Action item
Print every record exactly, but leave out the pictures.

━━━ Input ━━━

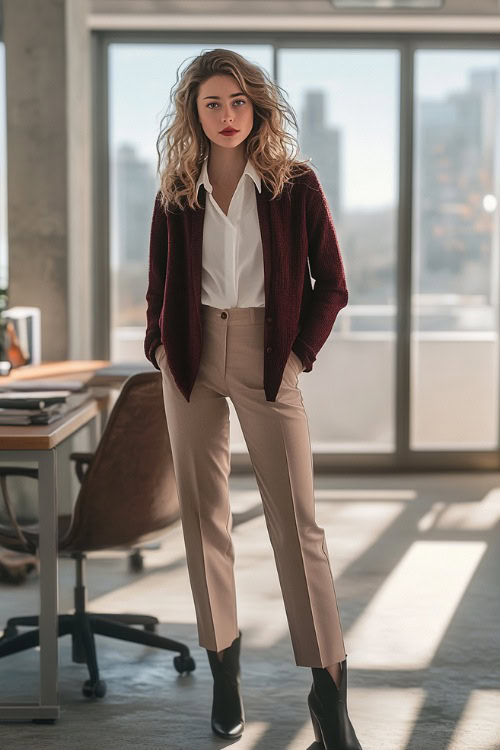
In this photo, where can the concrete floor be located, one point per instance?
(415, 561)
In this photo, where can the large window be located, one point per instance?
(435, 207)
(347, 102)
(454, 376)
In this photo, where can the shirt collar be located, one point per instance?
(203, 178)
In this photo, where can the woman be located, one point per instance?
(232, 313)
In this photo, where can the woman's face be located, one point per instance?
(221, 104)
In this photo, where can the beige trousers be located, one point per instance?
(277, 437)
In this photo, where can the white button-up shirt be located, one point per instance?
(232, 256)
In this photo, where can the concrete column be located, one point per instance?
(48, 71)
(48, 75)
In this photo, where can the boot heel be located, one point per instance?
(317, 731)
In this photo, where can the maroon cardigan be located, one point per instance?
(295, 227)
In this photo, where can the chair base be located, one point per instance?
(83, 626)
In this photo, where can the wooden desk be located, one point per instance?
(40, 443)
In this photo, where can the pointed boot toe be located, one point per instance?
(328, 708)
(228, 717)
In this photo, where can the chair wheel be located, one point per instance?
(136, 562)
(184, 663)
(95, 689)
(10, 632)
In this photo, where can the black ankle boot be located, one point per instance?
(328, 709)
(228, 718)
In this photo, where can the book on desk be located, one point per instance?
(40, 401)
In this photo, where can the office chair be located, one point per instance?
(127, 495)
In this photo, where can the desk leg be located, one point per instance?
(49, 583)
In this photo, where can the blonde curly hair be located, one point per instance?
(182, 144)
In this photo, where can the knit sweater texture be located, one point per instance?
(299, 241)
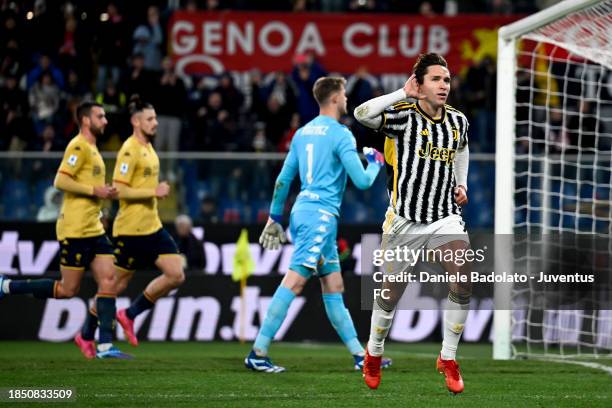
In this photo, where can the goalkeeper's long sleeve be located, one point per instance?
(68, 184)
(282, 185)
(128, 193)
(369, 112)
(362, 179)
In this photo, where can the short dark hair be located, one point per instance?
(424, 61)
(325, 86)
(137, 105)
(84, 109)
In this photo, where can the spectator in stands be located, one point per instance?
(15, 124)
(44, 98)
(53, 202)
(481, 85)
(111, 46)
(231, 97)
(209, 214)
(67, 52)
(148, 39)
(284, 90)
(189, 246)
(305, 72)
(114, 102)
(140, 81)
(45, 66)
(258, 94)
(48, 140)
(277, 119)
(214, 125)
(170, 105)
(11, 60)
(74, 86)
(294, 125)
(360, 87)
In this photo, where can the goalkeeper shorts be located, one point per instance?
(314, 240)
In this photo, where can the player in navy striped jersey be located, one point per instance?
(426, 156)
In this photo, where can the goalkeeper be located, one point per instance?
(322, 152)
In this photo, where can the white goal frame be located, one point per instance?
(504, 156)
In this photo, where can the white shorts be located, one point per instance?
(398, 232)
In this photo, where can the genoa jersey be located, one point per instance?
(316, 150)
(137, 167)
(419, 155)
(80, 215)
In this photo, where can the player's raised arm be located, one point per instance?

━━━

The completed task
In this photo, where can the concrete floor be located, one point per instance?
(415, 561)
In this photo, where can the large window be located, one point per instance?
(435, 207)
(347, 102)
(454, 376)
In this photo, where can the shirt collar be located, one point per instance?
(203, 178)
In this photo, where can the woman be located, one point per instance?
(232, 313)
In this photo, where can the woman's face be located, one point per instance?
(221, 104)
In this photo, where can the beige trousers be located, one point per instance?
(277, 437)
In this photo, where can the white button-up shirt be located, one point per instance?
(232, 256)
In this photo, where can the concrete column be located, one point per instance?
(48, 71)
(48, 75)
In this photo, where can the boot heel be located, one point per instance?
(317, 731)
In this photo, where can the maroon cardigan be located, one point per instance?
(295, 227)
In this photo, where can the chair base be located, one point per instance?
(83, 626)
In this photo, where can the wooden desk be located, one point per instance?
(40, 443)
In this photo, where can the pointed boot toe be located, one point per instance?
(328, 708)
(228, 717)
In this photo, where can the chair wheel be located, one point per instance?
(136, 562)
(184, 663)
(95, 689)
(10, 632)
In this photo, where can the black ankle boot be located, one point per instance?
(328, 709)
(228, 718)
In this photo, where can the book on desk be located, one point per instance?
(40, 401)
In this photo, where can the office chair be located, one point per instance?
(127, 495)
In this photo, where can the desk leg be located, one point per instance?
(49, 583)
In this photo, where can the blonde curly hair be located, one point per instance?
(182, 144)
In this photo, where can the knit sweater texture be located, one point per instance?
(299, 241)
In this photo, where can the goalkeeper's long sleeve be located, one point per instance?
(68, 184)
(282, 185)
(128, 193)
(369, 112)
(362, 179)
In this photo, where can the short dark hair be located, one point per instance?
(424, 61)
(325, 86)
(137, 105)
(84, 109)
In this photo, where can the spectator in stands be located, one point per instance?
(15, 124)
(44, 98)
(53, 202)
(481, 85)
(111, 46)
(231, 97)
(209, 214)
(67, 52)
(148, 39)
(284, 90)
(189, 246)
(305, 72)
(114, 102)
(140, 81)
(45, 66)
(258, 94)
(48, 140)
(277, 119)
(214, 125)
(170, 105)
(11, 60)
(74, 86)
(294, 125)
(360, 87)
In this photo, where can the goalkeeper shorts be located, one point per instance?
(314, 240)
In this photo, where can the player in navy striped jersey be located, one point per instance?
(426, 156)
In this photo, where can the goalkeeper be located, one point per instance?
(322, 152)
In this photo, where can the white goal frame be located, one point per instance?
(504, 156)
In this photo, where can the white shorts be located, one point per instance?
(398, 232)
In this photo, where can the genoa jersey be located, one point per instance?
(316, 150)
(137, 167)
(419, 155)
(80, 215)
In this photo, where can the player's raised arm be located, one point per instance?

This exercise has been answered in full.